Please rewrite all the rows below, omitting the pictures, and shift every coordinate in the answers by -145. Keep the sample pairs in the point_to lines unchanged.

Data for the task:
────────────────────────────────────────

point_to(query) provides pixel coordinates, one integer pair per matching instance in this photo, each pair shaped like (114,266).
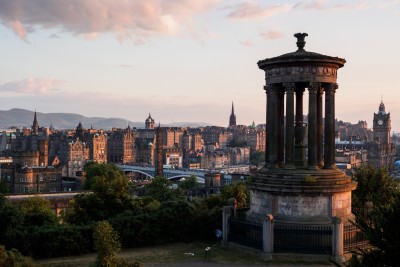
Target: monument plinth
(300,182)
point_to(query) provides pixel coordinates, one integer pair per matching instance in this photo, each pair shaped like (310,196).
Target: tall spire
(232,118)
(35,125)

────────────────────────────────────────

Correct result:
point_to(query) provides pixel coordinates, one integer pair per matching instance in this photo, each pair shaped like (114,266).
Target: monument plinth
(155,37)
point_to(query) provides pixel coordinates, one integer pair per matching instance in this photo, each pair shaped like (310,196).
Target: tall spire
(87,-27)
(-110,-20)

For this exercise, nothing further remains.